> **Exercise task**
Count the lines of the records that contain the string "building", and give only that number.

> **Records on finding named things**
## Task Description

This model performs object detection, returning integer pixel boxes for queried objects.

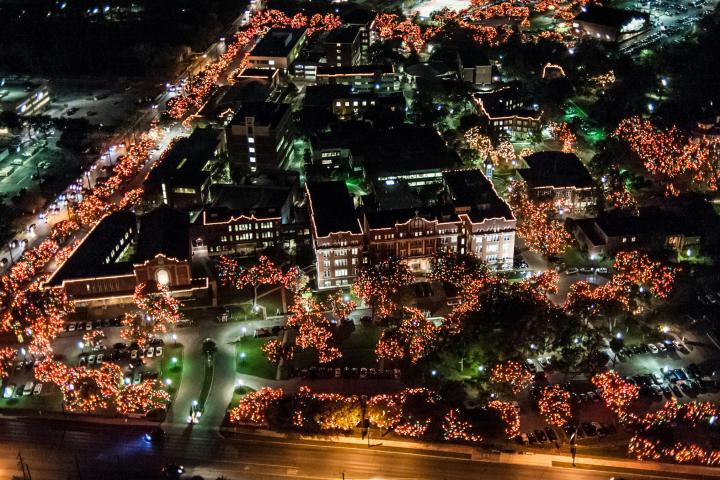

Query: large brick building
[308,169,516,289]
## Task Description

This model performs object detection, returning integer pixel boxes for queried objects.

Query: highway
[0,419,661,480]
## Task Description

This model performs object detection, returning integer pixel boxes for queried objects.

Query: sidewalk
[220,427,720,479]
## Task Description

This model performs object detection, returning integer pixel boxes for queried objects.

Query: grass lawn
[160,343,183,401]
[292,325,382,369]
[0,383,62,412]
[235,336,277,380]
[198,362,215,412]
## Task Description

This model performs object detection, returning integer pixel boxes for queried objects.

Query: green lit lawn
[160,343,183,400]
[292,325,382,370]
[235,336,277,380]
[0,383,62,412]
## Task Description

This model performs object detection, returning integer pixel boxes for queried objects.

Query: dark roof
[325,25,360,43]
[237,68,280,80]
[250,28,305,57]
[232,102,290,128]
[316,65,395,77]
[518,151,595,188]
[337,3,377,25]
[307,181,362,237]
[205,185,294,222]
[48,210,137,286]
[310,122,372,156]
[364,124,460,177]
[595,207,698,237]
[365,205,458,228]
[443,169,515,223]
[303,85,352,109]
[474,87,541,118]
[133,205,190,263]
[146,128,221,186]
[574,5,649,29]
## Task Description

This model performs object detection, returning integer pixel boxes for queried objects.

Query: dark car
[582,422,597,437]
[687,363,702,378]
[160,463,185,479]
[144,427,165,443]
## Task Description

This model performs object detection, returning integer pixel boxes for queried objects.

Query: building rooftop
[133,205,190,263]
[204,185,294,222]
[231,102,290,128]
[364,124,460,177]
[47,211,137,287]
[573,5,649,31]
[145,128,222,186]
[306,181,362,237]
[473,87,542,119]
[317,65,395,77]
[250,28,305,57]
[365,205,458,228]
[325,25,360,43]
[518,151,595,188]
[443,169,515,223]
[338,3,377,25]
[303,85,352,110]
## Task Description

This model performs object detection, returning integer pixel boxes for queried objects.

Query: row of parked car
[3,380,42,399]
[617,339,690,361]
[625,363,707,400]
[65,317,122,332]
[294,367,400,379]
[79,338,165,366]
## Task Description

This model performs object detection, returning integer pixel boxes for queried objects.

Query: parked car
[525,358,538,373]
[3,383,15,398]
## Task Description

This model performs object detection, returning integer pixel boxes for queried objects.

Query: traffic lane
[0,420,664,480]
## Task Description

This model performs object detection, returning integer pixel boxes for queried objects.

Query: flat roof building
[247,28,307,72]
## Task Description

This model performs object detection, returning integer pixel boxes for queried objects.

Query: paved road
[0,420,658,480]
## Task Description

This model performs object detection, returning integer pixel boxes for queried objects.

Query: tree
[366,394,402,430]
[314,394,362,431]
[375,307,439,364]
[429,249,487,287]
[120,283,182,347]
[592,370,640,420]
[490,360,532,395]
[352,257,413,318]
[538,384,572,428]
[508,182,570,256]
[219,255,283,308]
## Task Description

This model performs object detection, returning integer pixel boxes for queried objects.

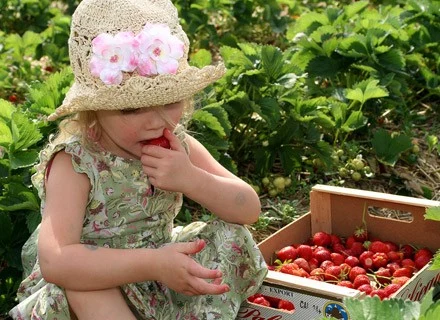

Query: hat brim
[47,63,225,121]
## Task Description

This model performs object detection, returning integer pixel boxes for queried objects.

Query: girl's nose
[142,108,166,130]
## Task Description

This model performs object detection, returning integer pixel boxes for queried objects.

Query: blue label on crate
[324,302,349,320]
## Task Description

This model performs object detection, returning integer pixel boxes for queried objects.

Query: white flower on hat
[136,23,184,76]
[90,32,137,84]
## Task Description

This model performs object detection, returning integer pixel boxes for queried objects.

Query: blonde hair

> **Correct answer**
3